What you need to do =>
1) Rewrite the stretch of the lawsuit roundup from "The panels were" through "extended opt-out rights.", swapping "inverter" for "power converter".
2) Which benefits does the lawsuit roundup say the alleged misclassification kept the Lowe's installers from receiving? List every one.
[[ Text under study open ]]
The complaint alleges violations of California’s Consumer Legal Remedies Act and two violations of unfair competition law. The case is David Spacone v. Elmer’s Products Inc. et al., Case Number BC648907 in the Superior Court of the state of California for the County of Los Angeles.

Top Settlements

Defective BP Solar Panels? No—they can’t blame it on the weather. A $67 million settlement is moving ahead potentially ending a class action lawsuit alleging that solar panels manufactured and sold by BP Solar and Home Depot are defective.

According to the lawsuit, the BP solar panels at issue were substantially certain to fail within their warranted lives due to an inherent defect in the junction box, the small casing on the back of the panel where soldered output cable connections are housed.

Specifically, the BP solar panels at issue were manufactured between 1999 and 2007 with an S-type junction box (“Class Panels”). The lawsuit claims these panels are defective and prone to junction box failures which could cause burn marks at the junction box, shattered glass, and a potential fire hazard. Oh dear. No power but potentially one big bang?

The panels were sold through various distributors and retailers, including but not limited to Solar Depot and Home Depot.

Here’s the skinny getting some cash: The settlement includes anyone in the United States who: (1) purchased certain BP solar panels for installation on a property, or (2) currently owns a property on which these panels are installed and, in either case, who still owns some or all of the BP solar panels.

Settlement Class Members with certain higher failure rate models, or with high failure rates in their arrays, will be eligible for complete replacement of their solar panels. Others will receive replacement of failed panels and a new inverter with advanced safety technology. Owners of large, non-residential systems will be entitled to a mediated commercial negotiation with BP, with extended opt-out rights.

Lowe’s Installers see Settlement…This week’s employment lawsuit is, in fact, a proposed settlement—to the tune of $2.85 million. If approved, it will resolve allegations brought against Lowe’s Home Centers LLC by installation workers who claim they were deliberately misclassified as independent contracts rather than employees. Heard this one before?

Lead plaintiff Thomas Mittl filed the lawsuit in August 2015 claiming that Lowes classified installers and installation companies providing services to Lowe’s customers as independent contractors rather than employees. This, the suit states, is in violation of the New Jersey Construction Industry Independent Contractor Act and common law unjust enrichment.

The result of the alleged misclassification of “independent contractor” was that it prevented the installers from receiving benefits including liability insurance coverage, workers compensation, temporary disability and health insurance. Further, they were barred them from eligibility for Social Security and Medicare, according to the complaint.

Mittl claimed in the lawsuit that he worked 80 hours a week on Lowe’s jobs, however, he didn’t receive benefits and was required to pay self-employment tax on all income earned from Lowe’s.

Mittl owns Toms River Automatic Door & Window Company in New Jersey. In his complaint, he argues that installation workers should be classified as employees because Lowe’s controlled the work they performed, including designating which customers the installers would work for, inspecting their work, requiring customers to pay Lowe’s directly for all work, submitting the installers to background checks, and requiring them to wear Lowe’s hats and shirts while working.

The Lowe’s settlement class consists of all installation workers or installation companies that signed a contract with Lowe’s to perform installation services on behalf of the company in New Jersey. If the settlement receives preliminary approval it will impact some 450 installation workers and companies, according to court papers.

The proposed settlement motion seeks class certification, appointment of Mitl as class representative and a $20,000 incentive award for Mitl as such a representative, among other things. The case is Thomas Mittl v. Lowe’s Home Centers LLC, case number 3:15-cv-06886 in the U.S. District Court for the District of New Jersey.

Ok – That’s a wrap for this week. See you at the bar!
[[ Text under study closed ]]
[[ Source information open ]]
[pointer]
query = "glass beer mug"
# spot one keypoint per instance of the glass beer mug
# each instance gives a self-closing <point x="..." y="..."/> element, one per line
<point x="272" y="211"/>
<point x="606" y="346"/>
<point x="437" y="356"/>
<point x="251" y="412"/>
[[ Source information closed ]]
Solutions to the tasks =>
1)
The panels were sold through various distributors and retailers, including but not limited to Solar Depot and Home Depot.

Here’s the skinny getting some cash: The settlement includes anyone in the United States who: (1) purchased certain BP solar panels for installation on a property, or (2) currently owns a property on which these panels are installed and, in either case, who still owns some or all of the BP solar panels.

Settlement Class Members with certain higher failure rate models, or with high failure rates in their arrays, will be eligible for complete replacement of their solar panels. Others will receive replacement of failed panels and a new power converter with advanced safety technology. Owners of large, non-residential systems will be entitled to a mediated commercial negotiation with BP, with extended opt-out rights.

2)
- Liability insurance coverage
- Workers compensation
- Temporary disability
- Health insurance